▶ **À faire**:
1. Pour chacune des affirmations suivantes, dites si elle correspond au portrait d'Ing K, en répondant par oui ou non et en citant les mots du texte qui tranchent. (a) Ing K a quitté ses études en arts plastiques pour aider des réfugiés à la frontière cambodgienne. (b) Green Menace : The Untold Story of Golf est sorti en 1991. (c) Nicole Brenez programme la rétrospective Ing K dans le cadre du Cinéma du réel.
2. Poursuivez le portrait d'Ing K à partir de sa dernière phrase.

▶ **Texte choisi**:
Portrait

Ing K, la « démocratie cinématographique en action »

Cinéma

Ing K © Manit Sriwanichpoom

Cinéaste, journaliste et écrivain engagée pour la liberté d’expression de son peuple, la thaïlandaise Ing K a réussi le tour de force de faire accepter par le régime un documentaire sur la censure condamnant un autre de ses films. Nicole Brenez, qui programme la rétrospective Ing K dans le cadre du Cinéma du réel, retrace le parcours de cette cinéaste, toujours en lutte pour la démocratie.

Abandonner ses études en arts plastiques pour secourir les réfugiés à la frontière cambodgienne : la démarche d’Ing Kanjanavanit peut se résumer dans un tel mouvement – délaisser l’académie parce qu’il y a plus d’urgence à secourir son prochain. Or, sa décision a eu pour effet de rebrancher sa pratique artistique sur la violence du réel, comme en atteste son oeuvre entièrement consacrée aux problèmes politiques, sociaux, religieux, économiques et écologiques de son pays, la Thaïlande.

Une conscience écologique et politique

Thailand for Sale (1991), Green Menace : The Untold Story of Golf (1993), et Casino Cambodia (1994) forment un triptyque consacré aux catastrophes écologiques et sociales qu’engendrent les choix gouvernementaux de développer massivement l’industrie du tourisme. Destruction des paysages, privatisation des espaces publics, raréfaction de l’eau, intoxication des animaux et des êtres humains avec les herbicides et pesticides, transformation des enfants en mendiants, corruption généralisée… À partir des analyses développées en Thaïlande et au Cambodge, c’est l’industrie mondiale du tourisme qui se voit remise en cause, Ing K étendant son propos aux cas de l’Indonésie, du Japon, des Philippines, d’Hawaii, du Vietnam. En complément, Casino Cambodia étend son propos sur l’axe du temps, observant comment le tourisme transforme les atrocités sanglantes de la dictature khmère rouge en lieux de curiosité et de villégiature.

▶ **Données enregistrées**:
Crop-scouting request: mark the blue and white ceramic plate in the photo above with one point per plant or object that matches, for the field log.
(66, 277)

▶ **Réponses données**:
1.
(a) Oui : « Abandonner ses études en arts plastiques pour secourir les réfugiés à la frontière cambodgienne ».
(b) Non : « Green Menace : The Untold Story of Golf (1993) ».
(c) Oui : « Nicole Brenez, qui programme la rétrospective Ing K dans le cadre du Cinéma du réel ».

2.
C’est en 1999 qu’Ing K se fait connaître sur la scène internationale en tant que chef de file des écologistes protestant contre le tournage de The Beach (Danny Boyle, 2000). Ne reculant devant aucun cliché, la Fox avait fait planter une centaine de palmiers sur le parc naturel d’une île protégée pour accréditer son caractère exotique. En 2000, Ing K et son organisation appellent au boycott du film et, devant un cinéma, mettent en scène une immolation simulée dont la victime porte un masque de Leonardo Di Caprio.

Religion et censure

photo du film Citizen Juling
Citizen Juling (2008)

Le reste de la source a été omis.